(Extracted information begins)

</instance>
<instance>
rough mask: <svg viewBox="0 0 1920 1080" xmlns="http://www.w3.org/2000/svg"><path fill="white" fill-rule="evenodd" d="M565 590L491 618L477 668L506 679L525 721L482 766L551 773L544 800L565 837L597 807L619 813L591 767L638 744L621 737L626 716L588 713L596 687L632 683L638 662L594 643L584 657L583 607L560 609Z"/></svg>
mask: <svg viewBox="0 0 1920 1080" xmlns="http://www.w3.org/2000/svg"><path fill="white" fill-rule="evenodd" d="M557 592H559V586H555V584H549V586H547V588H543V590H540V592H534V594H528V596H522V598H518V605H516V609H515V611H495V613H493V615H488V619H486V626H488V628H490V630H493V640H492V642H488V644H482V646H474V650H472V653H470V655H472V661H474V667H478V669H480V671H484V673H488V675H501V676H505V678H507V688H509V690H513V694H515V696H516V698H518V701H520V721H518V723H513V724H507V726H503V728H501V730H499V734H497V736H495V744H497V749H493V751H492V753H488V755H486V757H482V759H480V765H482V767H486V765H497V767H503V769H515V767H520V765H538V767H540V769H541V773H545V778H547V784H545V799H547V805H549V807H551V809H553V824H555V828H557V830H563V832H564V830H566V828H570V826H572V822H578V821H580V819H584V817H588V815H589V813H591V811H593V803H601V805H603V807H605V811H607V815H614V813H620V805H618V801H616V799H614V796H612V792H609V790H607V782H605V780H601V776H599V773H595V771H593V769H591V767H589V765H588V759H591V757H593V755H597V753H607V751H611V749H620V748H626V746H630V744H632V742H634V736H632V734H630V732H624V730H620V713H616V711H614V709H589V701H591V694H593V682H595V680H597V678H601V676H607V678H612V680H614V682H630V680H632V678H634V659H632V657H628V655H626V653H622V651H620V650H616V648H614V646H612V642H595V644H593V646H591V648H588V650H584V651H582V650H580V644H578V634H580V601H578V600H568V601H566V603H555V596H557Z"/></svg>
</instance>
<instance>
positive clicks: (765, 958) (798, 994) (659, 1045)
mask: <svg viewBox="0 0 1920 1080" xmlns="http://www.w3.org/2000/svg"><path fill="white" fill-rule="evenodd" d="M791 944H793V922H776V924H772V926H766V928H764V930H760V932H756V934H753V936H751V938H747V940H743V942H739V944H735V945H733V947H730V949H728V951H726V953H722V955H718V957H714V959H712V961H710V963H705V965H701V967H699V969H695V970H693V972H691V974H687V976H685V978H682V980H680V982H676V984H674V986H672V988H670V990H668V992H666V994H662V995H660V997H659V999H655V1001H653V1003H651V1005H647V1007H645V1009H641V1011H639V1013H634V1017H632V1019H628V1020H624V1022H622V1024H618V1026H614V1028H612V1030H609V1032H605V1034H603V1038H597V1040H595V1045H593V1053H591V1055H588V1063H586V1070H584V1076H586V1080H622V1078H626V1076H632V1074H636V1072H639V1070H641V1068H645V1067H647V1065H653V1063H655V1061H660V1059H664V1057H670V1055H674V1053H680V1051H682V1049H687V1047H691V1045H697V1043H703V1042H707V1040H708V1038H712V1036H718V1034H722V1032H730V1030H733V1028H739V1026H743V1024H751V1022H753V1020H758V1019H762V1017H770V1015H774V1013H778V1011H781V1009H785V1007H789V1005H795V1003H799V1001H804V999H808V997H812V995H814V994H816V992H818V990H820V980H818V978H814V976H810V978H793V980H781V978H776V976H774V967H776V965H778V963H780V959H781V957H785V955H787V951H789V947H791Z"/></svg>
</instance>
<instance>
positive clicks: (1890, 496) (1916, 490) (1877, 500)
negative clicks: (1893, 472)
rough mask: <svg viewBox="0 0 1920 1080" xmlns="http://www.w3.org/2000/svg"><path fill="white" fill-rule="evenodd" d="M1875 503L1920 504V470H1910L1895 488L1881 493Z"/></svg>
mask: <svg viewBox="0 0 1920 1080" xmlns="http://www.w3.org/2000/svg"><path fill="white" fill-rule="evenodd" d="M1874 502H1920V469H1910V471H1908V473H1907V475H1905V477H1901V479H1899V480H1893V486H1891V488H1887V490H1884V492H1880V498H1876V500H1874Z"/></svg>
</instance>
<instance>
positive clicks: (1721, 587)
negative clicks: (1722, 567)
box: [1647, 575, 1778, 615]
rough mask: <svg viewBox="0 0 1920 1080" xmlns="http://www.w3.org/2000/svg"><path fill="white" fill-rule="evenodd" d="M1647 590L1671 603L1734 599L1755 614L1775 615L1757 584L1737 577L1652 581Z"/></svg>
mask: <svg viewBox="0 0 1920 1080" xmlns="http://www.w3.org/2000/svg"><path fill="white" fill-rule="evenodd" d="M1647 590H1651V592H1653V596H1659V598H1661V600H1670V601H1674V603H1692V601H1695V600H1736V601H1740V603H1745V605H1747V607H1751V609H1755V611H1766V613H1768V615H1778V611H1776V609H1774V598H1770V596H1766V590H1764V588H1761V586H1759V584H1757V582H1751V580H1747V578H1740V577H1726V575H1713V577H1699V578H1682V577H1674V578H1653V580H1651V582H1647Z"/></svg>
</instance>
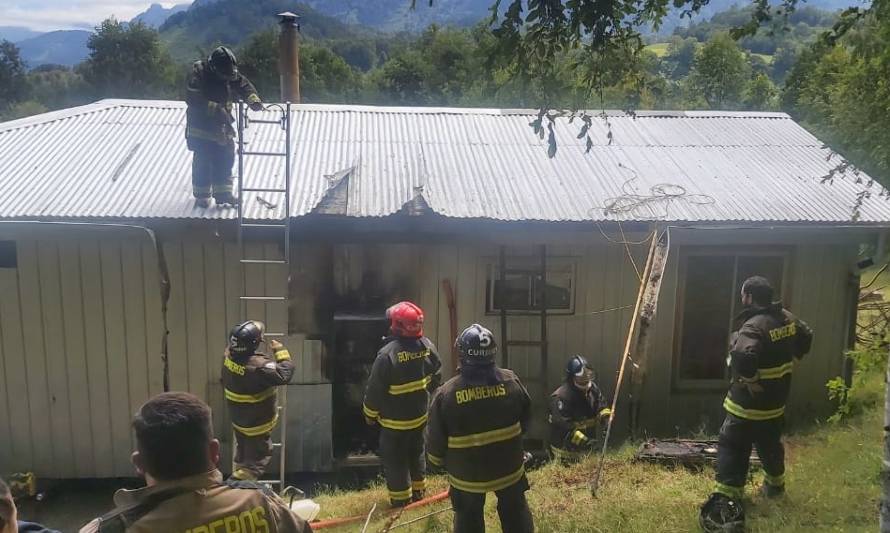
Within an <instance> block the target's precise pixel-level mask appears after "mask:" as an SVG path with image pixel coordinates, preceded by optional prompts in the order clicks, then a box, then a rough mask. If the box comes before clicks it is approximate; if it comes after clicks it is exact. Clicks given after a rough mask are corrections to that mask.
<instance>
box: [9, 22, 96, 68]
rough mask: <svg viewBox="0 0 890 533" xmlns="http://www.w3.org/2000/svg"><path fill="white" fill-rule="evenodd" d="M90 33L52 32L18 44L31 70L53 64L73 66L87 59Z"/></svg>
mask: <svg viewBox="0 0 890 533" xmlns="http://www.w3.org/2000/svg"><path fill="white" fill-rule="evenodd" d="M90 34H91V33H90V32H88V31H84V30H62V31H51V32H49V33H44V34H41V35H38V36H37V37H32V38H30V39H25V40H24V41H19V42H18V43H16V46H18V47H19V48H20V49H21V51H22V58H23V59H24V60H25V61H26V62H27V63H28V67H29V68H34V67H37V66H40V65H46V64H53V65H65V66H68V67H70V66H73V65H76V64H77V63H80V62H81V61H83V60H84V59H86V57H87V54H88V52H87V39H88V38H89V37H90Z"/></svg>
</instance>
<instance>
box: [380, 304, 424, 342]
mask: <svg viewBox="0 0 890 533" xmlns="http://www.w3.org/2000/svg"><path fill="white" fill-rule="evenodd" d="M386 318H388V319H389V328H390V329H391V330H392V333H393V335H396V336H397V337H409V338H415V339H416V338H418V337H422V336H423V309H421V308H420V307H418V306H417V305H415V304H413V303H411V302H399V303H397V304H395V305H394V306H392V307H390V308H389V309H387V310H386Z"/></svg>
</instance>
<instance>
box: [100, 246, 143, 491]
mask: <svg viewBox="0 0 890 533" xmlns="http://www.w3.org/2000/svg"><path fill="white" fill-rule="evenodd" d="M99 255H100V260H101V263H102V264H101V272H102V305H103V307H104V319H105V320H104V323H105V350H106V362H107V365H108V397H109V400H110V405H109V412H110V413H109V414H110V417H111V438H112V440H113V442H112V452H113V461H114V472H115V475H117V476H125V475H130V474H132V472H133V468H132V465H131V463H130V453H131V452H132V441H131V438H130V419H131V418H132V413H131V412H130V390H129V375H130V374H129V368H128V363H129V361H128V358H129V354H128V353H127V337H128V336H129V335H130V334H131V333H130V332H129V331H127V328H126V320H125V312H124V299H125V296H124V291H123V273H122V268H123V263H122V261H121V253H120V244H119V242H118V241H104V242H103V243H102V244H101V245H100V254H99ZM128 275H132V274H131V273H128ZM132 335H133V336H134V337H136V336H138V335H139V332H138V331H134V332H132Z"/></svg>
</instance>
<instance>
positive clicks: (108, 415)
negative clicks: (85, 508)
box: [80, 241, 115, 477]
mask: <svg viewBox="0 0 890 533" xmlns="http://www.w3.org/2000/svg"><path fill="white" fill-rule="evenodd" d="M99 253H100V252H99V245H98V244H97V242H96V241H84V242H82V243H81V246H80V266H81V276H82V283H83V284H82V287H83V294H82V305H83V315H84V319H85V320H84V327H85V330H84V331H85V332H86V337H85V338H86V356H87V380H88V381H87V383H88V390H89V394H90V409H91V411H90V413H91V416H90V428H91V430H92V432H93V458H94V461H95V473H96V475H97V477H111V476H114V474H115V469H114V439H113V436H112V426H111V416H112V415H111V406H110V402H111V398H110V397H109V393H108V388H109V373H108V359H107V354H106V346H105V335H106V332H105V307H104V305H103V302H102V266H101V264H100V260H99Z"/></svg>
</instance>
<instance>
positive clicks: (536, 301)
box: [534, 272, 572, 309]
mask: <svg viewBox="0 0 890 533" xmlns="http://www.w3.org/2000/svg"><path fill="white" fill-rule="evenodd" d="M540 284H541V278H540V277H538V276H535V295H534V296H535V297H534V308H535V309H537V308H538V306H539V305H540V304H539V303H538V291H539V290H540V289H538V287H539V286H540ZM571 306H572V276H571V274H570V273H566V272H559V273H557V272H548V273H547V309H571Z"/></svg>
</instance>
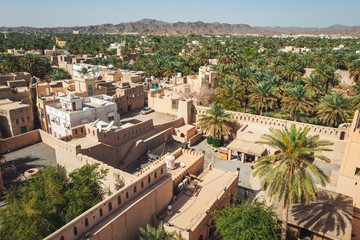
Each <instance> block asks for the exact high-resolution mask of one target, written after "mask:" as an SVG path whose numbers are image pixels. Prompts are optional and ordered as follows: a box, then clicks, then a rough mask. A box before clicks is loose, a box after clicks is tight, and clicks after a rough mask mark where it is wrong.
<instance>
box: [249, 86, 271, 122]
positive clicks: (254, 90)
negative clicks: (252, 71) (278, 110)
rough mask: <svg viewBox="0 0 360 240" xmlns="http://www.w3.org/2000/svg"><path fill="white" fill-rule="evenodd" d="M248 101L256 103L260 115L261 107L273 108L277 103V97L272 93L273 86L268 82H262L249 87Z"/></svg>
mask: <svg viewBox="0 0 360 240" xmlns="http://www.w3.org/2000/svg"><path fill="white" fill-rule="evenodd" d="M251 92H252V93H251V94H250V103H254V104H255V105H256V108H257V110H258V111H259V110H260V115H261V116H262V114H263V109H265V111H267V110H268V109H273V108H274V107H276V105H277V98H276V96H275V93H274V87H273V86H271V85H270V84H269V83H268V82H262V83H260V84H258V85H256V86H254V87H253V88H252V89H251Z"/></svg>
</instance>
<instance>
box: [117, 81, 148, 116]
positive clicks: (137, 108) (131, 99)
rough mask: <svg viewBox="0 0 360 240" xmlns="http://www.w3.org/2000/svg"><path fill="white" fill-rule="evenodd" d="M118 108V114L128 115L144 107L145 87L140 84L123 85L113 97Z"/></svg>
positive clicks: (144, 98)
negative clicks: (127, 113) (136, 109)
mask: <svg viewBox="0 0 360 240" xmlns="http://www.w3.org/2000/svg"><path fill="white" fill-rule="evenodd" d="M113 97H114V98H115V102H116V104H117V107H118V113H119V114H122V113H127V112H130V111H132V110H135V109H140V108H143V107H144V104H145V96H144V87H143V86H142V85H138V84H129V83H128V82H124V83H122V84H121V85H120V86H119V87H118V88H116V92H115V94H114V95H113Z"/></svg>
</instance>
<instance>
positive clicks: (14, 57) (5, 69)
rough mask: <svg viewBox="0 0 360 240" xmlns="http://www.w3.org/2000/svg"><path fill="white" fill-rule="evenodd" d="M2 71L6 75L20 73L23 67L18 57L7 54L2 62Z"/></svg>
mask: <svg viewBox="0 0 360 240" xmlns="http://www.w3.org/2000/svg"><path fill="white" fill-rule="evenodd" d="M0 69H1V70H2V71H3V72H5V73H11V72H18V71H20V70H21V66H20V63H19V60H18V59H17V58H16V57H14V56H12V55H10V54H5V55H3V56H2V59H1V60H0Z"/></svg>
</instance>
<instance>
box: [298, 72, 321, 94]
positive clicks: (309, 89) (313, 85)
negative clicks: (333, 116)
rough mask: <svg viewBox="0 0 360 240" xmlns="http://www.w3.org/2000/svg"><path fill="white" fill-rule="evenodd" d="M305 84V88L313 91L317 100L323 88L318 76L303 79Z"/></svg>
mask: <svg viewBox="0 0 360 240" xmlns="http://www.w3.org/2000/svg"><path fill="white" fill-rule="evenodd" d="M303 82H304V83H305V88H306V89H308V90H310V91H313V92H314V94H315V97H316V98H317V97H318V96H319V95H320V94H321V93H322V91H323V88H322V85H321V82H320V79H319V77H318V76H317V75H315V74H310V75H309V76H308V77H306V78H304V79H303Z"/></svg>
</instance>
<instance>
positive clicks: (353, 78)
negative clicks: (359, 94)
mask: <svg viewBox="0 0 360 240" xmlns="http://www.w3.org/2000/svg"><path fill="white" fill-rule="evenodd" d="M349 73H350V77H351V78H353V79H354V82H356V83H359V82H360V59H357V60H355V61H353V62H352V63H351V64H350V66H349Z"/></svg>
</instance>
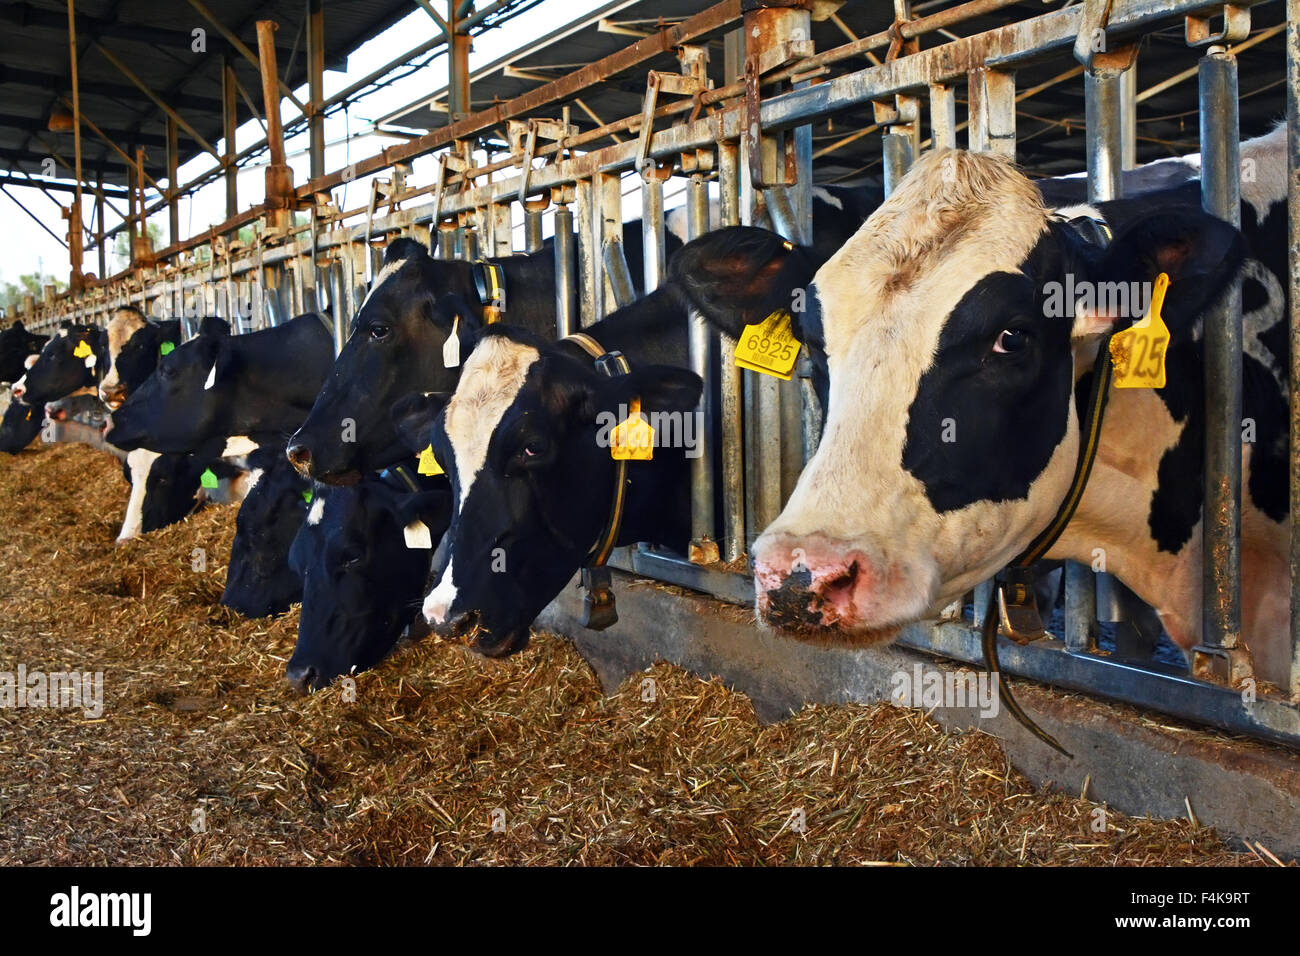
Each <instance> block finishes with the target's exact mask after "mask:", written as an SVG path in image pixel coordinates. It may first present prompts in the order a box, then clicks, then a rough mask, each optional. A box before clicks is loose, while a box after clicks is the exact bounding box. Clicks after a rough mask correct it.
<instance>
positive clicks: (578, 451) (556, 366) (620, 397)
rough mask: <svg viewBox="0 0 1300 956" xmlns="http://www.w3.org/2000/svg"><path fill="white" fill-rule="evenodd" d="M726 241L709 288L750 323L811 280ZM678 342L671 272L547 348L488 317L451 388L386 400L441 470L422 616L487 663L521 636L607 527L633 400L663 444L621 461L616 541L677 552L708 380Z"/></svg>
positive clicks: (686, 329)
mask: <svg viewBox="0 0 1300 956" xmlns="http://www.w3.org/2000/svg"><path fill="white" fill-rule="evenodd" d="M707 238H708V237H706V239H707ZM725 239H727V241H725V242H723V243H720V242H718V241H716V239H710V242H711V243H712V248H714V256H712V260H711V267H712V272H711V278H712V284H714V287H711V289H710V290H708V291H710V293H711V295H712V297H714V298H720V299H727V300H728V302H731V303H733V304H732V308H733V310H735V311H736V312H737V313H738V315H741V316H744V317H746V319H749V321H759V320H762V319H764V317H766V316H767V315H768V313H770V312H772V310H774V308H776V307H779V306H781V304H784V303H788V302H789V295H790V291H792V289H793V287H796V286H798V285H800V284H803V282H807V281H809V280H810V278H811V268H810V267H807V265H806V263H807V254H806V251H805V250H801V248H798V247H797V246H794V245H793V243H789V242H785V241H784V239H781V238H780V237H779V235H775V234H772V233H768V232H766V230H762V229H733V230H727V232H725ZM695 242H702V241H701V239H697V241H695ZM690 245H692V243H688V246H686V247H684V248H682V255H685V254H686V251H688V250H689V248H690ZM686 339H688V310H686V300H685V298H684V295H682V291H681V289H680V287H679V286H677V284H675V282H666V284H664V285H663V286H660V287H659V289H656V290H655V291H653V293H650V294H649V295H647V297H645V298H643V299H641V300H638V302H636V303H633V304H632V306H628V307H625V308H621V310H617V311H615V312H614V313H611V315H610V316H607V317H606V319H604V320H602V321H599V323H597V324H594V325H591V326H590V328H588V329H584V337H581V338H577V337H569V338H567V339H562V341H560V342H555V343H547V342H546V341H543V339H542V338H541V337H538V336H534V334H530V333H528V332H524V330H520V329H513V328H508V326H503V325H490V326H487V328H486V329H484V330H482V332H481V333H480V336H478V337H477V339H476V342H474V343H473V350H472V351H469V354H468V358H467V359H465V362H464V368H463V369H461V375H460V380H459V382H458V384H456V389H455V392H454V393H452V395H451V397H450V398H448V397H447V395H442V394H421V395H411V397H408V398H406V399H403V401H402V402H399V403H398V405H396V406H395V407H394V411H393V414H394V419H395V421H396V424H398V429H399V433H400V434H402V436H403V437H404V438H406V441H407V442H408V446H409V447H412V449H415V447H424V446H425V445H428V446H429V450H430V451H432V454H433V457H434V459H435V460H437V463H438V464H439V466H441V467H442V468H443V470H445V471H446V473H447V475H448V476H450V479H451V488H452V518H451V524H450V527H448V529H447V533H446V535H445V537H443V549H445V563H443V564H442V567H441V568H439V571H438V575H437V579H435V585H434V588H433V589H432V592H430V593H429V594H428V596H426V598H425V601H424V613H425V618H426V619H428V620H429V622H430V623H432V624H435V626H438V627H439V628H442V631H443V632H445V633H450V635H454V636H464V637H465V639H467V640H468V641H472V646H474V649H476V650H478V652H480V653H484V654H486V656H490V657H502V656H506V654H510V653H513V652H516V650H519V649H520V648H523V646H524V645H525V644H526V641H528V628H529V624H530V623H532V622H533V618H536V615H537V614H538V611H541V609H542V607H545V606H546V605H547V604H549V602H550V601H551V600H552V598H554V597H555V596H556V594H558V593H559V591H560V589H562V588H563V587H564V584H565V583H568V581H569V579H571V578H572V576H573V574H575V572H576V571H577V570H578V568H580V567H582V566H584V564H586V563H588V562H589V561H590V559H591V553H593V549H594V546H595V545H597V542H598V541H599V540H601V538H603V537H608V536H610V532H611V528H610V524H611V523H610V516H611V506H612V503H614V499H615V476H616V466H615V462H614V460H612V459H611V447H610V444H611V442H610V436H611V425H614V424H615V423H616V420H617V419H619V418H620V416H623V415H627V414H628V408H629V407H630V403H632V402H633V399H637V401H640V406H641V410H642V412H645V414H646V415H649V416H650V418H651V421H656V423H658V427H659V431H658V434H656V442H659V446H658V447H655V449H654V453H653V458H651V459H650V460H630V462H628V463H627V494H625V498H624V509H623V514H621V522H620V523H619V524H617V527H616V528H615V529H614V535H612V544H614V545H623V544H629V542H633V541H647V542H651V544H659V545H664V546H667V548H673V549H677V550H684V549H685V546H686V542H688V538H689V535H690V507H689V459H688V453H692V454H693V451H692V449H698V441H699V438H701V434H699V432H701V431H702V429H701V428H699V419H698V412H697V411H695V406H697V403H698V402H699V395H701V386H702V384H701V380H699V377H698V376H697V375H694V373H693V372H690V371H688V369H686V368H685V365H686V364H688V345H686ZM584 342H585V343H586V345H584ZM593 343H598V345H593ZM593 347H594V349H597V350H598V351H599V350H607V351H608V352H612V351H617V352H621V355H623V356H624V358H625V359H627V360H628V363H629V365H630V368H629V371H628V372H627V373H625V375H614V376H608V375H604V373H602V372H599V371H597V368H595V367H594V364H593V354H591V352H590V349H593Z"/></svg>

(Extracted information ends)

> [Work instructions]
List each line from the records above that contains the string "negative".

> [Response to the exercise]
negative clicks: (1893, 472)
negative clicks: (1722, 567)
negative clicks: (85, 508)
negative clicks: (252, 71) (278, 110)
negative clicks: (127, 113) (136, 109)
negative clicks: (333, 116)
negative clicks: (359, 94)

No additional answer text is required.